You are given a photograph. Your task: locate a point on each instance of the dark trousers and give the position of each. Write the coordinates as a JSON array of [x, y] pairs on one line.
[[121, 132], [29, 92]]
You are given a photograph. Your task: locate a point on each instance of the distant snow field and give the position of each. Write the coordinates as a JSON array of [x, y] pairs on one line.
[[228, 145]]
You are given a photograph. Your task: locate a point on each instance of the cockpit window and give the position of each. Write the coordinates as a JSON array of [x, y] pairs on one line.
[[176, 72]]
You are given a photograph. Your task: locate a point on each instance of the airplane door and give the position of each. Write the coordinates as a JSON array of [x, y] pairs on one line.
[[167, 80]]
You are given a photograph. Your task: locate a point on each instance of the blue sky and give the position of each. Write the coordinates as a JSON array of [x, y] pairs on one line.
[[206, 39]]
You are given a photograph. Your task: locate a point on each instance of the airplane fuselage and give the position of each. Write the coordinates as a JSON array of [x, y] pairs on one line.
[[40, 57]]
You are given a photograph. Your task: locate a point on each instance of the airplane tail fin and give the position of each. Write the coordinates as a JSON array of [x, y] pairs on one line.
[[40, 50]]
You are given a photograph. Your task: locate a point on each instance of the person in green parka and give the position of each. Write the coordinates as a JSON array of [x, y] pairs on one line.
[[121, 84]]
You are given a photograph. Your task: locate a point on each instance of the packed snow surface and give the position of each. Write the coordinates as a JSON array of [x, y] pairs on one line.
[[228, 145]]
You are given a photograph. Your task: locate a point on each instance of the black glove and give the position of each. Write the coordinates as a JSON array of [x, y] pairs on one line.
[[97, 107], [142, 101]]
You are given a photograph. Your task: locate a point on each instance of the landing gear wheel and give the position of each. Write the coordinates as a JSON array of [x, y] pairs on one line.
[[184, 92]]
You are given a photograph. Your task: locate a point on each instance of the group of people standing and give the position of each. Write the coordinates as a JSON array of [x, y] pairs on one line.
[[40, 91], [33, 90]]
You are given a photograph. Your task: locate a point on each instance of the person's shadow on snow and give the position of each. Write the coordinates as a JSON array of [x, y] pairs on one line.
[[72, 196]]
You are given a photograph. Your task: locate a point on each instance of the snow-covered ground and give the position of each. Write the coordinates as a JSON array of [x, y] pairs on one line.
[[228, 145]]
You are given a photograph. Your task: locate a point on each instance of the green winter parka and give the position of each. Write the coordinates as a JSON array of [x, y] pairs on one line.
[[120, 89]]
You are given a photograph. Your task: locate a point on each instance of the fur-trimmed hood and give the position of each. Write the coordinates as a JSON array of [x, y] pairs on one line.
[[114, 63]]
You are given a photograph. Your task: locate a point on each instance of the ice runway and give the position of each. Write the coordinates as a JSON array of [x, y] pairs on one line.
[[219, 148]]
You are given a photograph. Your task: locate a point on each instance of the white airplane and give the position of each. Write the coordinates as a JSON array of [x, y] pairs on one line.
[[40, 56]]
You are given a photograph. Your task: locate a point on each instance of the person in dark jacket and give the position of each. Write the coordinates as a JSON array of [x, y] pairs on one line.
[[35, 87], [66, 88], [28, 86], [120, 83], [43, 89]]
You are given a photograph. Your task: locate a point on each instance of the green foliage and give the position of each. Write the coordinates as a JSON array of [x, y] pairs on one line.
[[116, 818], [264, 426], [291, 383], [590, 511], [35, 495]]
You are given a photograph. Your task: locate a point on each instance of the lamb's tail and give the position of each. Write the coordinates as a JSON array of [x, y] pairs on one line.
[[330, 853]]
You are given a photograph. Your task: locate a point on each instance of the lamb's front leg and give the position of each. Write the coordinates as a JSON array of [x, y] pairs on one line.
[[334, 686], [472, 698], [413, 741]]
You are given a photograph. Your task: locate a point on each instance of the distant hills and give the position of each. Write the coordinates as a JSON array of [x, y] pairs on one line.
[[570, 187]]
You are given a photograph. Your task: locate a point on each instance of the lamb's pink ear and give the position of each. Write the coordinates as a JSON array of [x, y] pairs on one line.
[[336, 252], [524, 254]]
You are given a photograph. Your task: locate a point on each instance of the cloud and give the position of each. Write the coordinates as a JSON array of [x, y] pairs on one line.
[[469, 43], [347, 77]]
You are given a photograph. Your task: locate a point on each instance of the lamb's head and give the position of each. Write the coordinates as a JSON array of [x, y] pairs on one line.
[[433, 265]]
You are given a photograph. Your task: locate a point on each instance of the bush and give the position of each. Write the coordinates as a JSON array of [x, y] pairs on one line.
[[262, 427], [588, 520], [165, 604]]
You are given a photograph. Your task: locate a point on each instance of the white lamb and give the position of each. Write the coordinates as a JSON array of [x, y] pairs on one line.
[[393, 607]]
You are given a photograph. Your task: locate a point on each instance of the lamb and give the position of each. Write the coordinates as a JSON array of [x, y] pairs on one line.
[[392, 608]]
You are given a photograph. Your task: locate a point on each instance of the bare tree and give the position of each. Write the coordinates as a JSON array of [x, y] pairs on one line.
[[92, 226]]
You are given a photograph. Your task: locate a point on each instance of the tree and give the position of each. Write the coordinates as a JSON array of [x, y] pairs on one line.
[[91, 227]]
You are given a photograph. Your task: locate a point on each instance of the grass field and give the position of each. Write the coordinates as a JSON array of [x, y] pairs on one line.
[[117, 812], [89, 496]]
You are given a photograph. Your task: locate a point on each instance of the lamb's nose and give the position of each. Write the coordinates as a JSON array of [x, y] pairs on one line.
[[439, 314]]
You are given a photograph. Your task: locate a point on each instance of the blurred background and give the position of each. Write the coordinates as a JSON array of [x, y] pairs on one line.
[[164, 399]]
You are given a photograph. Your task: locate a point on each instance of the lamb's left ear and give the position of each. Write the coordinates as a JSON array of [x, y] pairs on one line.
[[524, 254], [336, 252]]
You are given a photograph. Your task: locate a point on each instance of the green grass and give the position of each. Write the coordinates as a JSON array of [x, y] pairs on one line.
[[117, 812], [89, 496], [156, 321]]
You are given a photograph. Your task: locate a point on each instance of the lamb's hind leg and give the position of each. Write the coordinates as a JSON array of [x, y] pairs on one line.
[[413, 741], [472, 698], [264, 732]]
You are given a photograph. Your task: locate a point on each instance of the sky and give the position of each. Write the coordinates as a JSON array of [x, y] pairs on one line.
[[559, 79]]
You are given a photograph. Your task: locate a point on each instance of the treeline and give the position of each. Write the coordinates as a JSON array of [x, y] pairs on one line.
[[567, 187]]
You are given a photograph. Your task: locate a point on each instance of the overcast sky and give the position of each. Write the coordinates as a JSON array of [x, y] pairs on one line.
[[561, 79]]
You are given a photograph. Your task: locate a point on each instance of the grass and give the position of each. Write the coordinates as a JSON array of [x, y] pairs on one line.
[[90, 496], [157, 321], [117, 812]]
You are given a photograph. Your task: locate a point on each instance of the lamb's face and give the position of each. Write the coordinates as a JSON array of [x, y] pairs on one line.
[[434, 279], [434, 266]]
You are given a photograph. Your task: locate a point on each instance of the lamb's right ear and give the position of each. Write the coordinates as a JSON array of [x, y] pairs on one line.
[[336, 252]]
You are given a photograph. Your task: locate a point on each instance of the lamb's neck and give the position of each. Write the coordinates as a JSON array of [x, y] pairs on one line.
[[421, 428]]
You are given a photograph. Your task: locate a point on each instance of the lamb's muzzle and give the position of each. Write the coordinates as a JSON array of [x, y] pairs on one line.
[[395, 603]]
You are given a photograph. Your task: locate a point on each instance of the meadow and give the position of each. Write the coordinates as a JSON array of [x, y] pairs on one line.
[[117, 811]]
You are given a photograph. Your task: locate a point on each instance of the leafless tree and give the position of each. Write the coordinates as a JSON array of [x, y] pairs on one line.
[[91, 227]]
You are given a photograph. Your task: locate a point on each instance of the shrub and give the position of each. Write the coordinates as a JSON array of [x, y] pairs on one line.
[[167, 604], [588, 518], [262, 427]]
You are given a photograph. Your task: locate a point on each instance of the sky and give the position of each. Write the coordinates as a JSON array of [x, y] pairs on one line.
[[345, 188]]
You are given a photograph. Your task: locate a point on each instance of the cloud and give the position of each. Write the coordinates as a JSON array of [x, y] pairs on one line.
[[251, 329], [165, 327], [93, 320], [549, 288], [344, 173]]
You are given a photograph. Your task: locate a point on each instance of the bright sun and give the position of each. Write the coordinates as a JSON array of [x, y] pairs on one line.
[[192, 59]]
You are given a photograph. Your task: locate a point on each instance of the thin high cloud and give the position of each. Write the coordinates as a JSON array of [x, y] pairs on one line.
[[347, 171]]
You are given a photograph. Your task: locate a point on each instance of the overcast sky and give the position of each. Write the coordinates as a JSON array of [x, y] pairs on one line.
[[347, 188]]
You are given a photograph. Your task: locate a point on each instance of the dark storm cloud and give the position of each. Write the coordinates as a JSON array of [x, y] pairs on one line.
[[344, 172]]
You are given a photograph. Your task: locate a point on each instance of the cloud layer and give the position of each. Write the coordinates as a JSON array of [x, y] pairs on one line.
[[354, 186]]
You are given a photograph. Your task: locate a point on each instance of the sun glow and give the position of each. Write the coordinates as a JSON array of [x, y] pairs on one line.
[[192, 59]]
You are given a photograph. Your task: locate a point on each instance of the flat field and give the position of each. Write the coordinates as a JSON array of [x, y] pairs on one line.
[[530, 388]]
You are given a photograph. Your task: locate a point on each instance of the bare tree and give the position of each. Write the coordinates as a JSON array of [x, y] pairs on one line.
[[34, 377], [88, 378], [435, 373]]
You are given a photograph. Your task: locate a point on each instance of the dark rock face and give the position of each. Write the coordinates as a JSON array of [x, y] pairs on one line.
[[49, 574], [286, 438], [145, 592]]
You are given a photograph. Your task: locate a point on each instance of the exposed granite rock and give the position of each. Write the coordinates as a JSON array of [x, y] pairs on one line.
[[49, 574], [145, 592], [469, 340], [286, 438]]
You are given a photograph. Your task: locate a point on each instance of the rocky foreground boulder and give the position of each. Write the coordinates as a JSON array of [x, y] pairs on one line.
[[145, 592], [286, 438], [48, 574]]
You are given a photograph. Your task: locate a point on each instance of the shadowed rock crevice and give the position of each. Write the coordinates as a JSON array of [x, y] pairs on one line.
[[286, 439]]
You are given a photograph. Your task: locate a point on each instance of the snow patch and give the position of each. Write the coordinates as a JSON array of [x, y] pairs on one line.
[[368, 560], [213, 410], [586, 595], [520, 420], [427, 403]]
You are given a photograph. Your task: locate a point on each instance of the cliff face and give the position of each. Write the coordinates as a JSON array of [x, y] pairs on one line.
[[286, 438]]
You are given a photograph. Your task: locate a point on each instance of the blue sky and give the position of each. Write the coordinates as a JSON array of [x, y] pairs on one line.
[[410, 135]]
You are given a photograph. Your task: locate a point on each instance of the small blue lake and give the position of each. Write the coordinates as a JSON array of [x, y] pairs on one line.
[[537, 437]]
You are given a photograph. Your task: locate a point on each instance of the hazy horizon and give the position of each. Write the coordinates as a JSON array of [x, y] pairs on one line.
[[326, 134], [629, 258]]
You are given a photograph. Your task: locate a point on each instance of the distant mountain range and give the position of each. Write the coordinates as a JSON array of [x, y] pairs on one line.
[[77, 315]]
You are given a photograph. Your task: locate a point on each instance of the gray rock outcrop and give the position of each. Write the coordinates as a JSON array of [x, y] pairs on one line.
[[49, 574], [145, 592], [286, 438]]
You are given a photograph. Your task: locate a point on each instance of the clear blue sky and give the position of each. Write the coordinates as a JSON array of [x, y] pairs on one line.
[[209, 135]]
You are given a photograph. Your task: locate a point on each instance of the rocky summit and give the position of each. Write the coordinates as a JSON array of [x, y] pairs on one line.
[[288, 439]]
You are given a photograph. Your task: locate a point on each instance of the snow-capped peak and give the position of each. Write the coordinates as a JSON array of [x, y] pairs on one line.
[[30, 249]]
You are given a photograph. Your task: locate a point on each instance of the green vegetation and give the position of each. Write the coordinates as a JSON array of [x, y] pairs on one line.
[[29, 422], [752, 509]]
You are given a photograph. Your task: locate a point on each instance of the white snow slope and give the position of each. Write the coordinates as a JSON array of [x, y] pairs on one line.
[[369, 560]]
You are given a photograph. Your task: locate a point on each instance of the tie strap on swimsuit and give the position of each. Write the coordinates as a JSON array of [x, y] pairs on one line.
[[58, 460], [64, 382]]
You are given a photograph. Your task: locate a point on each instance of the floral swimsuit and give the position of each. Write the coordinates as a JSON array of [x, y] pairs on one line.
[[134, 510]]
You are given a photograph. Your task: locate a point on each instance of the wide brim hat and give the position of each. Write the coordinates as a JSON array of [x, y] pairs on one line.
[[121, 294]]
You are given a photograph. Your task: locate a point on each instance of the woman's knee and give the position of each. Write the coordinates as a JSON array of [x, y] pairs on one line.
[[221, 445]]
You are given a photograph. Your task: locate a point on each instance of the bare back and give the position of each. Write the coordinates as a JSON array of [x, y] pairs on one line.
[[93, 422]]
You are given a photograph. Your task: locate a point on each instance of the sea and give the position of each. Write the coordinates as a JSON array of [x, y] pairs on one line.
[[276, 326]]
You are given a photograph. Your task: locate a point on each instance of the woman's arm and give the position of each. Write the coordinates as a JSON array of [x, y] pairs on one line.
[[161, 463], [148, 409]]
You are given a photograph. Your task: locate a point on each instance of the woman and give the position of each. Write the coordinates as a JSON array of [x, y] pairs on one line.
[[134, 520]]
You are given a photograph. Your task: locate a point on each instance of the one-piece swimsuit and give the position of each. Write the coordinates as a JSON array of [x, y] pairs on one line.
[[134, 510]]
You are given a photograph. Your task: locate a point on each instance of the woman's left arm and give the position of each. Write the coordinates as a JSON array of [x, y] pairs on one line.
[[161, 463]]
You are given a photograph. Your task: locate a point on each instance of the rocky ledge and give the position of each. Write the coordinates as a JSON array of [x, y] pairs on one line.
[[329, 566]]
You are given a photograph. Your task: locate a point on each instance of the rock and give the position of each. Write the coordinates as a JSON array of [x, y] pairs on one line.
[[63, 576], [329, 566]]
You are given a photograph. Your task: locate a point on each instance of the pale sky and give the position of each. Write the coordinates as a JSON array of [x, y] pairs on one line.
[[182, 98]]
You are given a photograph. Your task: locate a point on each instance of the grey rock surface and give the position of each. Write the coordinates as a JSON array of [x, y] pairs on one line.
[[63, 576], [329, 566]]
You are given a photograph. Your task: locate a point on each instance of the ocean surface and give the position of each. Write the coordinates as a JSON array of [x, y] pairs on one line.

Objetivo: Edite só as linhas que começam na que contém "the lamb's face" e terminam na que contém "[[395, 603]]", trocando "lamb's" por "sheep's" e mantendo todo o resto igual. Devolva apenas essas linhas.

Resposta do exercício:
You are given a photograph. Your task: locate a point on each instance of the sheep's face and give the position of each. Write the coordinates as a JSON array of [x, y] pairs on one line.
[[434, 279], [434, 266]]
You are given a photograph. Your task: locate a point on each instance of the sheep's right ear and give the position of each. Write the coordinates as a JSON array of [x, y] pairs on one line.
[[336, 252]]
You are given a photograph. Your task: locate a point on each instance of the sheep's neck and give the position of each. Write the coordinates as a JSON array of [x, y] pairs on one line.
[[421, 428]]
You are given a photograph. Your task: locate a point on each instance of the sheep's muzzle and give the position of each. Write the coordinates as a JSON array of [x, y] pairs on one line.
[[395, 603]]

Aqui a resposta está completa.